What this task involves:
Set down word for word the part of the Green Man post starting with "What's this about" and going on through "service station washroom.".

Page text:

##############################

What's this about a recent resurgence of The Green Man?

My teacher of the 70's, (Reshad Field) likened The Green Man to Kidhr the Sufi's hidden (or green) guide. Once, returning to Vancouver from California, I chanced upon The Green Man in a service station washroom.

I just googled this:

From "The Sufi Basis of The Taming of The Shrew"*

"In Syria, where the cult originated, Kidhr is equated with St. George (who is the patron saint of England). According to Idries Shah, The Order of The Garter in England (whose patron saint is St. George) derived from the Sufi Khidr Order. Sufis have sometimes rendered Shakespeare in perfectly correct and acceptable Persian as Sheikh-Peer, "The Ancient Sage." William Shakespeare, and Miguel Cervantes, both of whom Bacon utilized as his masks, are recorded as dying on the birthday of St. George. In the Anatomy of Melancholy, when referring to "that omniscious, only wise fraternity of the Rosie Cross" Bacon names their head as "Elias Artifex, their Theophrastian master" and then describes him as "the renewer of all arts and sciences, reformer of the world, and now living." Since, the Great Instauration, (the renewal of all arts and sciences), was Bacon's work, the implication is that Bacon himself was head of the Rosicrucian Fraternity, and that Bacon was Elias who was Kidhr, The Green One, the supernatural figure who is the hidden guide, and patron of the Sufi Orders."

##############################

Items listed in a dataset

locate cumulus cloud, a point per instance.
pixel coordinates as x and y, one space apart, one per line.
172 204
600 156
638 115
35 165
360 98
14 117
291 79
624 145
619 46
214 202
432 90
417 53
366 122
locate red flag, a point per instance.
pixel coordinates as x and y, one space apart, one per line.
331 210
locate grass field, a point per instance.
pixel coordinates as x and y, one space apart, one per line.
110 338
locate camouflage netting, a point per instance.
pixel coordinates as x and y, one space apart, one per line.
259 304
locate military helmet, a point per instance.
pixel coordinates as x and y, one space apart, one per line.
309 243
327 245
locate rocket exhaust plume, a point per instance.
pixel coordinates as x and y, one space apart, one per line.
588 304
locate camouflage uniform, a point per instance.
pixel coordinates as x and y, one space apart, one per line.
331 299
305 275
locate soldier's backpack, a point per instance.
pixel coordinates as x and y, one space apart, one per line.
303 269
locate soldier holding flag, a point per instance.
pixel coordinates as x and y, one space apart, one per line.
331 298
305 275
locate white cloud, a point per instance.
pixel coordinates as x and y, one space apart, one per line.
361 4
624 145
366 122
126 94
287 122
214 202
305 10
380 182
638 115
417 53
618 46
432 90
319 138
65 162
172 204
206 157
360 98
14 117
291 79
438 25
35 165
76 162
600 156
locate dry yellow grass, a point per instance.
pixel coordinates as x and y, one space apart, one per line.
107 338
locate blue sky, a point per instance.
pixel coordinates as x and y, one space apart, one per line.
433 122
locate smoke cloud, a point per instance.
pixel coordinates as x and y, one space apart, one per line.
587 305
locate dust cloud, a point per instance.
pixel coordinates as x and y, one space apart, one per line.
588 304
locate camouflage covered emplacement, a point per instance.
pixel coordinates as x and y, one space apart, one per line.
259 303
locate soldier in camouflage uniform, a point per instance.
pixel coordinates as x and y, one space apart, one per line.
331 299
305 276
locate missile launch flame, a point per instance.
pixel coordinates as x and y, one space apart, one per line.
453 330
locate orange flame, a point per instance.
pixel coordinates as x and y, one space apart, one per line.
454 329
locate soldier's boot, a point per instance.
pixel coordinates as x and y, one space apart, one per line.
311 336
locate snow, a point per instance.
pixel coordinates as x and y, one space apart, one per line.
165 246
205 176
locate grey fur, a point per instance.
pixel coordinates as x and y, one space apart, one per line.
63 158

##############################

Output of the exercise:
What's this about a recent resurgence of The Green Man?

My teacher of the 70's, (Reshad Field) likened The Green Man to Kidhr the Sufi's hidden (or green) guide. Once, returning to Vancouver from California, I chanced upon The Green Man in a service station washroom.